GOAL:
Repeat the material below word for word, starting at the line that contains "of the dirt" and ending with the last line of the material. Give only those lines.

DATASET RECORDS:
## start

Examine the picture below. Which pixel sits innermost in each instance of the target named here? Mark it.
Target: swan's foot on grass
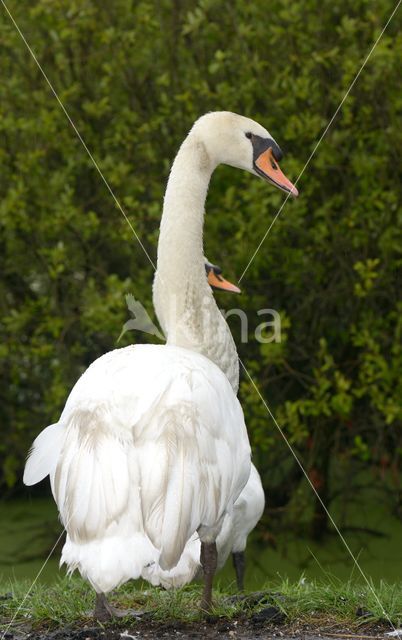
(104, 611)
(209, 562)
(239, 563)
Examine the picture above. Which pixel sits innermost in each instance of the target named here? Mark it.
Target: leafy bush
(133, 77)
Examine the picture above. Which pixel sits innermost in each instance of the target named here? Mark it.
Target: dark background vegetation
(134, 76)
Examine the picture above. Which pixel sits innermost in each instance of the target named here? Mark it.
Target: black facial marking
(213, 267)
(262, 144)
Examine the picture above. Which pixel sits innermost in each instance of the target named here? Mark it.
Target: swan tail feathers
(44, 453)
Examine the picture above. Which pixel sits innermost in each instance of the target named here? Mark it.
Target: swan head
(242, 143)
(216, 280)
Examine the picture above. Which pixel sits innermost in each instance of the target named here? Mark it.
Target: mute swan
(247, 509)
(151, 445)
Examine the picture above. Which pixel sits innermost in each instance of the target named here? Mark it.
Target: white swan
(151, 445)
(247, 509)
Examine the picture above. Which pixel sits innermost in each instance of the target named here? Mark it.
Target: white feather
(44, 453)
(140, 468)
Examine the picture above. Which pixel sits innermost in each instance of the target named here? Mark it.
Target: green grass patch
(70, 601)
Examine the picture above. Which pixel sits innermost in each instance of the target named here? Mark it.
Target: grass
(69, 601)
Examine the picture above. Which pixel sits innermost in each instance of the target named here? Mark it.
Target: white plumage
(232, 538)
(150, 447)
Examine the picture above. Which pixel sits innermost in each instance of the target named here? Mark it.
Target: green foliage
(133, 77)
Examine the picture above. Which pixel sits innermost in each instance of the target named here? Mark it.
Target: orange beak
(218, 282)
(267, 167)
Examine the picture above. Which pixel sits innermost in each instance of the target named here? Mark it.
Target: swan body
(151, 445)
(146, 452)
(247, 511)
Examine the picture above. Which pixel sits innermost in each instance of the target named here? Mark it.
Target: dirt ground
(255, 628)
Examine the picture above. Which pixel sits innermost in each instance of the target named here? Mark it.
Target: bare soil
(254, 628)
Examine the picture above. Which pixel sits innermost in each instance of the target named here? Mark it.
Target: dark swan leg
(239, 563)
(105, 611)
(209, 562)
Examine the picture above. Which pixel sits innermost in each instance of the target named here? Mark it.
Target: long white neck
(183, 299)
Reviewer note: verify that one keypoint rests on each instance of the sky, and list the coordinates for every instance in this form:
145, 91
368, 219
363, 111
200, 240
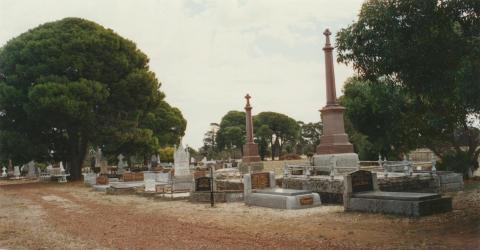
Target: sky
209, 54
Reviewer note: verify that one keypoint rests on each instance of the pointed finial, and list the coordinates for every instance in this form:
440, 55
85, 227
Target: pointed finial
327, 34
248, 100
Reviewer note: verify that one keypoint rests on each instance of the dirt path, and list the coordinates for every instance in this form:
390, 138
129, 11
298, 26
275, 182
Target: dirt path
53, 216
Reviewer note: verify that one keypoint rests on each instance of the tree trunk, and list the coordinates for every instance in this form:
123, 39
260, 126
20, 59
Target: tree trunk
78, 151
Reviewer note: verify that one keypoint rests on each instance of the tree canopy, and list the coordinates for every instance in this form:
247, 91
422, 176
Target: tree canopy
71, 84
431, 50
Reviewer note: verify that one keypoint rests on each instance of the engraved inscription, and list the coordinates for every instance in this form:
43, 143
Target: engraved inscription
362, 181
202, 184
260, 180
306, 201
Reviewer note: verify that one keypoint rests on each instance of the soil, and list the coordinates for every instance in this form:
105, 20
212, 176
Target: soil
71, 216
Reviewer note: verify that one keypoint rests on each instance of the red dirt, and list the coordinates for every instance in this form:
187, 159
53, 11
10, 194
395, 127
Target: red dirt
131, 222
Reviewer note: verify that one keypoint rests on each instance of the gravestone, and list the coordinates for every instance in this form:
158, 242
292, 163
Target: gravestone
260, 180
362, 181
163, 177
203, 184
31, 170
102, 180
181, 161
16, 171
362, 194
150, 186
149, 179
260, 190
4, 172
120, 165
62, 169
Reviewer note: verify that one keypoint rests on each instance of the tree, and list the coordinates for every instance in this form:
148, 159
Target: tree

## end

ANSWER TO THIS EXERCISE:
Reviewer note: verify that one keypoint rests on each instance of the dirt path, and list the coordinates for every instance in this form:
390, 138
129, 11
298, 26
275, 182
Target: dirt path
53, 216
Reviewer note: verify that one keypoint rests on each instance of the tree trunk, and list the coordinates for every instance in this form:
123, 39
260, 126
20, 59
Target: tree trunk
78, 151
Reviewer note: verify that one keypoint rests on each instance of the tree canopy, and list the coordinates for every instance in this form:
247, 91
422, 176
Target: tree canopy
71, 84
431, 50
Reviewer note: verify that one keypoint rests on each instance of the engraved inscription, and list the coordinates for every instance in this form:
43, 143
Target: engraved inscription
362, 181
202, 184
260, 180
306, 201
Reviewer note: verify that one keypoint rests on each instance of the soil, and list the coordinates for every instance in this form:
105, 20
212, 176
Target: soil
71, 216
Reviewer note: verify that one keypoint rests on each instance of the red dirt, and list the coordinates for every instance in this form:
187, 159
53, 11
10, 194
395, 127
Target: red dirt
131, 222
Reviewer note: verify that one keypoint rests on each instance of the gravestone, and list the coordinates for every instance in this form:
158, 242
292, 163
Target: gravestone
260, 180
362, 181
163, 177
203, 184
31, 170
102, 180
181, 161
16, 171
362, 194
150, 186
149, 179
260, 190
4, 172
120, 165
62, 169
Reviewer note: verify that one keypoint rests on each instance of the tree, and list the coordinates for every instance in this form:
148, 159
Target: tree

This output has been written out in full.